Text section:
The Vatican has issued another warning of a new schism from Germany coming out of the “Synodal Way."

“The ‘Synodal Way’ in Germany does not have the power to compel bishops and the faithful to adopt new forms of governance and new orientations of doctrine and morals,” the Vatican said in an official statement published in Italian and German on Thursday.

The Holy See said it seemed “necessary to clarify” this, in order to “safeguard the freedom of the People of God and the exercise of the episcopal ministry."

The Vatican warned: “It would not be permissible to introduce new official structures or doctrines in dioceses before an agreement had been reached at the level of the universal Church, which would constitute a violation of ecclesial communion and a threat to the unity of the Church.”

Listed records:
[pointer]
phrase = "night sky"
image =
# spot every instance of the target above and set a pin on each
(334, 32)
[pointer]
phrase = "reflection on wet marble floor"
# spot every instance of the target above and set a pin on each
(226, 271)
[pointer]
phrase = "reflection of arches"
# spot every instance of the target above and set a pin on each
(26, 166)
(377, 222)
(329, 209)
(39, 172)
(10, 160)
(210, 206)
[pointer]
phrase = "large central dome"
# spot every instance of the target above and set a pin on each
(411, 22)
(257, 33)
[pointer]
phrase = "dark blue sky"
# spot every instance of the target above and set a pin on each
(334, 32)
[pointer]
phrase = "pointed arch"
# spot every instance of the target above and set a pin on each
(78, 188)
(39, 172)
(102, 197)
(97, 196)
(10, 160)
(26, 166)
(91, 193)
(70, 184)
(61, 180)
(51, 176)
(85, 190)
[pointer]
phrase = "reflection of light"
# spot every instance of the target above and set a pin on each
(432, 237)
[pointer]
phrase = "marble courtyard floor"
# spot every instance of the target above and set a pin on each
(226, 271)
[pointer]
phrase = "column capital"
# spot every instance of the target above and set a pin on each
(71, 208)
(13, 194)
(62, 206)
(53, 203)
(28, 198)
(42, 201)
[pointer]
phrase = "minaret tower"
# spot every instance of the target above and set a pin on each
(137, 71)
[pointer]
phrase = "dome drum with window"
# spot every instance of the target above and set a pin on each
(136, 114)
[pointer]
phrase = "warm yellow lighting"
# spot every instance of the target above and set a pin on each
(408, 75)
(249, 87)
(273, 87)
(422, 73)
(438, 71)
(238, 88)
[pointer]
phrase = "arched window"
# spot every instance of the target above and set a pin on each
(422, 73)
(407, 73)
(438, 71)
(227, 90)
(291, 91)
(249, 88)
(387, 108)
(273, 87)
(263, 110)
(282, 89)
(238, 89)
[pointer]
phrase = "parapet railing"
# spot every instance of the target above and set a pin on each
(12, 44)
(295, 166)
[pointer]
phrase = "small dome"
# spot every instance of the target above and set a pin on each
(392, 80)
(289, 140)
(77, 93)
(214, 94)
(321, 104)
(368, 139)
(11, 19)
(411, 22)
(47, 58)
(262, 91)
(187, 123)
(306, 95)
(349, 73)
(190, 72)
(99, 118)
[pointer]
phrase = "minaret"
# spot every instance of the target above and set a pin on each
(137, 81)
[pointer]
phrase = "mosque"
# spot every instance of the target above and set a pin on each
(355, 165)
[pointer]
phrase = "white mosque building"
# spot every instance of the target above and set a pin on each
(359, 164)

Exercise instructions: Resume the news report on the Vatican's warning about Germany's "Synodal Way," picking up right after its final sentence.

Exercise output:
The “Synodal Way” — Synodaler Weg in German, sometimes translated as “Synodal Path” — is a controversial process initiated by Cardinal Reinhard Marx. Organized by the German Bishops' Conference together with the Central Committee of German Catholics (ZdK), its aim is to discuss four main topics: the way power is exercised in the Church; the priesthood; the role of women, and sexual morality.

Writing about the process, Pope Francis warned of disunity in his letter to German Catholics in 2019.

Cardinal Walter Kasper, a German theologian considered close to Pope Francis, in June 2022 warned that the German process is at risk of “breaking its own neck” if it does not heed the objections raised by a growing number of bishops around the world.

In April, more than 100 cardinals and bishops from around the world released a "fraternal open letter" to Germany's bishops, warning that sweeping changes to Church teaching advocated by the process may lead to schism.

In March, an open letter from the Nordic bishops expressed alarm at the German process, and in February, a strongly-worded letter from the president of Poland’s Catholic bishops' conference raised serious concerns.

The president of the German bishops' conference, Bishop Georg Bätzing of Limburg, has repeatedly rejected any and all concerns, instead expressing disappointment in Pope Francis in May 2022.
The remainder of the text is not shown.